**SOURCE PASSAGE:**
--------
Monday 18 February 2013

Who'd want to be a manager?

Yesterday on  Newark North Gate Station I saw a  huge  poster which advises young people with degrees in physics that, if they become teachers, they could rise to management positions within four years. This is offered as an enticement rather than a threat.

I find this bewildering.  Surely the people we want to become physics teachers are those who are terribly keen on physics and wish to impart their enthusiasm to others, not those who want to get out of the classroom and into "management" as quickly as possible.  I have long argued that to be a good teacher you need three qualities:

  • an enthusiasm for  the subject  and sufficient knowledge of it for the level at which you're teaching:
  • an ability to communicate:
  • respect for the people you're teaching, be they infants, children,adolescents, or adults.
Essentially managers make lists. This is very important.  In schools good lists ensure that the right pupils get to the right teacher at the right time, in hospitals that the right patients get to see the right doctors, and so on.  Being a good list maker is not as easy as many people think, as I discovered in the brief period when I was a deputy head. But to assume  that list-making ability is more important than  being a good teacher, doctor, artist, probation officer, musician, entrepreneur  or whatever,  is mistaken  It is also mistake to assume that those who are good at their profession are actually good at making lists.
--------
**DATA SUPPLIED:**

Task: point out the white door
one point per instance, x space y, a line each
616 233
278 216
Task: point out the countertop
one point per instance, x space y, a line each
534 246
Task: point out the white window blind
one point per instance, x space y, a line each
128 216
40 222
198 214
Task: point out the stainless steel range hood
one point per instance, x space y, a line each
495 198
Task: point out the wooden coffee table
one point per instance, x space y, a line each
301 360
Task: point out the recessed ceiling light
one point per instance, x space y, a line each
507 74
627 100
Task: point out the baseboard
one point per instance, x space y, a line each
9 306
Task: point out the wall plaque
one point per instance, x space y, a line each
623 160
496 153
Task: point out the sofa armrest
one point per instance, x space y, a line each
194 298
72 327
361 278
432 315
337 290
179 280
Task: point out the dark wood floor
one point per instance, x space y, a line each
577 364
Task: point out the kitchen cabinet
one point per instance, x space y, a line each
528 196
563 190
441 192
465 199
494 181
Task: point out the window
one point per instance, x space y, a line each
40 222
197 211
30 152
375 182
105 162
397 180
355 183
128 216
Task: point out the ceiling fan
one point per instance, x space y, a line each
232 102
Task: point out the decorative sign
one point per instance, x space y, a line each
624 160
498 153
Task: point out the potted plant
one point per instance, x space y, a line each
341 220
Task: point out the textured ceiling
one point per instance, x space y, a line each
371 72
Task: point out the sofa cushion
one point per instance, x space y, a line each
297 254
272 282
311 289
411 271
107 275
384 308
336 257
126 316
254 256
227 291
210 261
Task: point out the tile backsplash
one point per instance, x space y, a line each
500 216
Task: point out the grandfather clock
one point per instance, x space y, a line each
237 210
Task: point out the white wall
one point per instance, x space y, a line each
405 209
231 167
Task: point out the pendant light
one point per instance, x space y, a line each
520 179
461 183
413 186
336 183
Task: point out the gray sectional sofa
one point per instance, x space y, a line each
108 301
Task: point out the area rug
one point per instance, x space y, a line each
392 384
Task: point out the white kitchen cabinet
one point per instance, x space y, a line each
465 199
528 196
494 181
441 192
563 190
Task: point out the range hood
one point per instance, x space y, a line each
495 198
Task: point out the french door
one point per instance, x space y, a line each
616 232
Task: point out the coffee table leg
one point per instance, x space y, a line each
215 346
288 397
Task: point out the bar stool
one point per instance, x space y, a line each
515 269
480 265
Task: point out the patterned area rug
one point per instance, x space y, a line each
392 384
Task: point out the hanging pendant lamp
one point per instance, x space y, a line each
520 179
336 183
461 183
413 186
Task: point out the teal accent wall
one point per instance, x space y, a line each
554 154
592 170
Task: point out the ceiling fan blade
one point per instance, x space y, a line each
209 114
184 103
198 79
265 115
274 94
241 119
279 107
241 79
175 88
--------
**INSTRUCTIONS:**
1. Using the post about physics teachers and management, decide whether each statement agrees with it: (a) The poster was seen at Newark North Gate Station. (b) The poster said physics graduates could reach management within two years. (c) The writer once worked as a deputy head. Answer yes or no for each and quote the words that decide it.
2. Proceed with the post about physics teachers and management, carrying it on past its final sentence.
The records have no connection to the text.

**RESULTS:**
1.
(a) Yes: "Newark North Gate Station I saw a"
(b) No: "they could rise to management positions within four years"
(c) Yes: "in the brief period when I was a deputy head"

2.
A friend who qualified as a teacher in the same year as I claims: "It all want wrong when they began to talk about middle management."   If we are to have the best possible schools, hospitals, universities, etc we need to attract those who are keen to do the actual job, not those who are keen to "rise" out of it as quickly as possible. We need to reverse the present culture, so that managers are seen as the servants of practitioners and not their masters.


1 comment:

  1. Totally agree Peter.
    We have seen some very good teachers become disastrous managers - one head springs to mind.
    The same advert apeals for Maths teachers, even more misleadingly, for I have known brilliant mathematicians who were disastrous both as teachers and managers! Sadly some teachers have got 'it' - the ability to communicate - whilst others have not. However much advice,inspection and counselling you give them you cannot change their 'style'.